Given request:
Update the data by replacing every "Annotate" with "Mark", and keep everything else as it is.

Material supplied:

>> Start

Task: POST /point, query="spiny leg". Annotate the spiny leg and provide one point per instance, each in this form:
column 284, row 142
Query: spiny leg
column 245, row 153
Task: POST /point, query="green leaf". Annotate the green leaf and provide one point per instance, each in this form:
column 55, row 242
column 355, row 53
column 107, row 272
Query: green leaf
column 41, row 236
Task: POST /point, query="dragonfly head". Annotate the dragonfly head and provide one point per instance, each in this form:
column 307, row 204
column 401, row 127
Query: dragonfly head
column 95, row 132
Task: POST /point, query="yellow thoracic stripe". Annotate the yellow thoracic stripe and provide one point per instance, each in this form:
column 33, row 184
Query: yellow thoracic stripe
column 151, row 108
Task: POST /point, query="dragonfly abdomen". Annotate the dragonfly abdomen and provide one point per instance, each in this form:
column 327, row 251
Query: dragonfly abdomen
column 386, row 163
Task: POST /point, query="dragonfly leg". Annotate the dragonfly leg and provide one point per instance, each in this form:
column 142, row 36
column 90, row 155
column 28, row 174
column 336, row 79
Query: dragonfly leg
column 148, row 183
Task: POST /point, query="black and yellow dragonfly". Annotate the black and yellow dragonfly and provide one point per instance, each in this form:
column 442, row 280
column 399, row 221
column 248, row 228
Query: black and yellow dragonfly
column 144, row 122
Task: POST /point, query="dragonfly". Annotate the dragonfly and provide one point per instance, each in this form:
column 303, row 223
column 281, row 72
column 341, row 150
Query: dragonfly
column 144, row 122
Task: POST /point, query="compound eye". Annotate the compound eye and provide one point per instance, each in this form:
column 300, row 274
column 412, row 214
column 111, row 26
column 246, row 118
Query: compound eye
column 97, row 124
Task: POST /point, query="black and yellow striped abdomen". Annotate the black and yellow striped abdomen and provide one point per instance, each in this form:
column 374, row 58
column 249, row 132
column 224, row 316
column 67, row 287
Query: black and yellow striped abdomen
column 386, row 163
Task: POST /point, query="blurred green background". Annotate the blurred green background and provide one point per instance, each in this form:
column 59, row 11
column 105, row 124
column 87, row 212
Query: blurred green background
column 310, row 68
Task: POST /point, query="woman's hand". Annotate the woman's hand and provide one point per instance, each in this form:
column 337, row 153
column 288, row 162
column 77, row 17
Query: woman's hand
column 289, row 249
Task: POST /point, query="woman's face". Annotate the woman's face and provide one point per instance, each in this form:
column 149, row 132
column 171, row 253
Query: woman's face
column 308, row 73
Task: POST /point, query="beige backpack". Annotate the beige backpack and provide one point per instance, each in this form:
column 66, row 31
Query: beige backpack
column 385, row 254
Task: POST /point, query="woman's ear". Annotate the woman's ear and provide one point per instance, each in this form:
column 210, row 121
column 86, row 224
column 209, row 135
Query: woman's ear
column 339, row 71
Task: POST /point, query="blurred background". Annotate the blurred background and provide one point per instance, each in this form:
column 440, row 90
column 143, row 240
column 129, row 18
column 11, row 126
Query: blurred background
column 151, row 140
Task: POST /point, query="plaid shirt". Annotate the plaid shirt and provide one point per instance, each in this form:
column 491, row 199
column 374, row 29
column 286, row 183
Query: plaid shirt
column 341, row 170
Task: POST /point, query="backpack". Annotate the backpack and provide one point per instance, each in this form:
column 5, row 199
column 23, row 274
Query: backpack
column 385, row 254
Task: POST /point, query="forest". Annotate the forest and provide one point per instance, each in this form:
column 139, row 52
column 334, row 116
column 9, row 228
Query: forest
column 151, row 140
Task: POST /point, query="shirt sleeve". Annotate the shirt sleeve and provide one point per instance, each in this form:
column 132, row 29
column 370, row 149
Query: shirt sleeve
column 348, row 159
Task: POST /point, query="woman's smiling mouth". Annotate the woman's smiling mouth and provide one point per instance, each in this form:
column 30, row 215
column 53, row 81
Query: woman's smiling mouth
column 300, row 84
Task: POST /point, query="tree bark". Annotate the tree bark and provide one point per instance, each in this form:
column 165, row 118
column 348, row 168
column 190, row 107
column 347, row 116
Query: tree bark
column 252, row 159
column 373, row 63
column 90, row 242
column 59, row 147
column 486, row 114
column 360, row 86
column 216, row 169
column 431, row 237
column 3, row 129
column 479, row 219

>> End

Complete output:
Task: POST /point, query="spiny leg". Mark the spiny leg and provide one point per instance, each in this form:
column 284, row 142
Query: spiny leg
column 245, row 153
Task: POST /point, query="green leaf". Mark the green leaf and provide one point per instance, each in this form:
column 55, row 242
column 355, row 53
column 107, row 272
Query: green leaf
column 41, row 236
Task: POST /point, query="dragonfly head". Mark the dragonfly head and provide one point per instance, each in this form:
column 307, row 204
column 401, row 127
Query: dragonfly head
column 95, row 132
Task: POST /point, query="yellow thoracic stripe". Mark the yellow thoracic stripe and provide one point per instance, each in this form:
column 33, row 184
Query: yellow thoracic stripe
column 151, row 108
Task: POST /point, query="dragonfly abdomen". Mark the dragonfly abdomen and provide one point per instance, each in this form:
column 327, row 251
Query: dragonfly abdomen
column 386, row 163
Task: POST /point, query="dragonfly leg". Mark the dragonfly leg and provide one point per instance, each in this form:
column 142, row 36
column 90, row 155
column 28, row 174
column 336, row 79
Query: dragonfly leg
column 148, row 183
Task: POST /point, query="black and yellow dragonfly". Mark the black and yellow dragonfly and provide one point per instance, each in this form:
column 442, row 280
column 399, row 221
column 248, row 228
Query: black and yellow dragonfly
column 144, row 122
Task: POST /point, query="dragonfly". Mark the dragonfly and provide one point per instance, each in this form:
column 303, row 223
column 281, row 72
column 341, row 150
Query: dragonfly
column 144, row 122
Task: POST /point, query="compound eye". Mark the compound eye and provide one point per instance, each in this form:
column 300, row 274
column 412, row 214
column 111, row 26
column 246, row 118
Query: compound eye
column 97, row 124
Task: POST /point, query="black and yellow striped abdomen". Mark the black and yellow striped abdomen and provide one point per instance, each in this form:
column 374, row 58
column 249, row 132
column 224, row 316
column 67, row 287
Query: black and yellow striped abdomen
column 386, row 163
Task: POST /point, query="blurred green background". Mark the blurred green background and provide one point per instance, each in this form:
column 59, row 11
column 105, row 124
column 87, row 212
Query: blurred green background
column 310, row 68
Task: POST /point, query="woman's hand". Mark the woman's hand and provide one point per instance, each in this form:
column 337, row 153
column 288, row 162
column 77, row 17
Query: woman's hand
column 289, row 249
Task: POST /point, query="woman's face". Mark the woman's face and provide one point per instance, each in this form:
column 149, row 132
column 171, row 253
Query: woman's face
column 308, row 73
Task: POST /point, query="beige backpack". Mark the beige backpack and provide one point per instance, each in this form:
column 66, row 31
Query: beige backpack
column 385, row 254
Task: POST /point, query="woman's ear". Mark the woman's ear and provide one point per instance, each in this form:
column 210, row 121
column 86, row 224
column 209, row 135
Query: woman's ear
column 339, row 71
Task: POST /point, query="blurred background". Mark the blurred background and provide one point per instance, each in this form:
column 440, row 90
column 143, row 240
column 129, row 18
column 11, row 126
Query: blurred background
column 151, row 140
Task: POST /point, query="plaid shirt". Mark the plaid shirt and provide one point per instance, each in this form:
column 491, row 199
column 374, row 29
column 286, row 183
Query: plaid shirt
column 341, row 170
Task: POST /point, query="backpack". Mark the backpack and provide one point per instance, each in this form:
column 5, row 199
column 23, row 274
Query: backpack
column 385, row 254
Task: POST /point, query="forest". Mark the forest and provide one point per instance, each in this form:
column 139, row 52
column 334, row 116
column 9, row 228
Query: forest
column 151, row 140
Task: POST /point, query="shirt sleeve". Mark the shirt sleeve and provide one point per instance, each in this form:
column 132, row 29
column 370, row 149
Query: shirt sleeve
column 348, row 159
Task: POST /point, query="woman's smiling mouth". Mark the woman's smiling mouth and provide one point per instance, each in this form:
column 30, row 215
column 53, row 81
Query: woman's smiling mouth
column 300, row 84
Task: POST /point, query="tree bark". Mark the tree bark and provide one point per instance, each in this form:
column 165, row 118
column 348, row 168
column 190, row 107
column 347, row 116
Query: tree bark
column 252, row 159
column 373, row 63
column 90, row 242
column 59, row 147
column 486, row 114
column 360, row 86
column 216, row 169
column 431, row 237
column 3, row 129
column 479, row 219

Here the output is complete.